* BEGIN Provided text *

1
   

Is anyone else encrypting thier hard drives?

 
 
trying2learn
 
  1  
Reply Sat 1 Oct, 2011 09:55 pm
@parados,
I haven't read your posts to know where you are and I was just curious.
0 Replies
 
parados
 
  1  
Reply Sun 2 Oct, 2011 02:26 pm
@BillRM,
Michigan? You think I'm in Michigan?
0 Replies
 
parados
 
  1  
Reply Sun 2 Oct, 2011 02:35 pm
@BillRM,
All your "tools" (or lack of them in your case) will end in New Hope. I am not assigned a static IP. My ISP provider controls the IP addresses. They are assigned to the particular gateway that assigns them to customers. They are not assigned by town but simply by renewal time and available addresses.

BillRM
 
  1  
Reply Sun 2 Oct, 2011 06:00 pm
@parados,
Your always on router IP address should not be changing that often as there would be no point/benefits in doing so fix or not fix with an always on router.

Now as soon as IP6 come online all addresses should be fixed as in the current IP4 protocol you only have 4 billions or so total addresses 2^32 for the whole planet and we are running low and that is way ISPs move their available pools of addresses around however IP6 had 2^126 addresses and all the suns in the universe should had burned out long before we could used that numbers of addresses.

* END Provided text *
* BEGIN Recorded information *

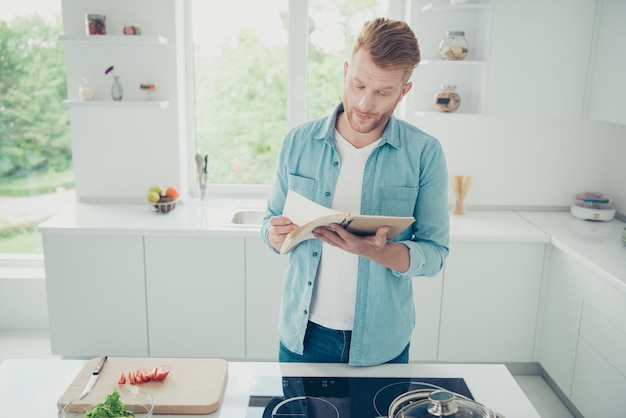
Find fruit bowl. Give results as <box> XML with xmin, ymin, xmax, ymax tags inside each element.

* END Recorded information *

Things to do:
1. From the forum thread, return the passage starting at "trying2learn" and ending at "I'm in Michigan?".
2. In the forum thread, where does parados say all of BillRM's "tools" will end?
3. List every reply timestamp that appears in the forum thread.

Responses for each task:
1.
trying2learn
 
  1  
Reply Sat 1 Oct, 2011 09:55 pm
@parados,
I haven't read your posts to know where you are and I was just curious.
0 Replies
 
parados
 
  1  
Reply Sun 2 Oct, 2011 02:26 pm
@BillRM,
Michigan? You think I'm in Michigan?

2. In New Hope.

3.
- Sat 1 Oct, 2011 09:55 pm
- Sun 2 Oct, 2011 02:26 pm
- Sun 2 Oct, 2011 02:35 pm
- Sun 2 Oct, 2011 06:00 pm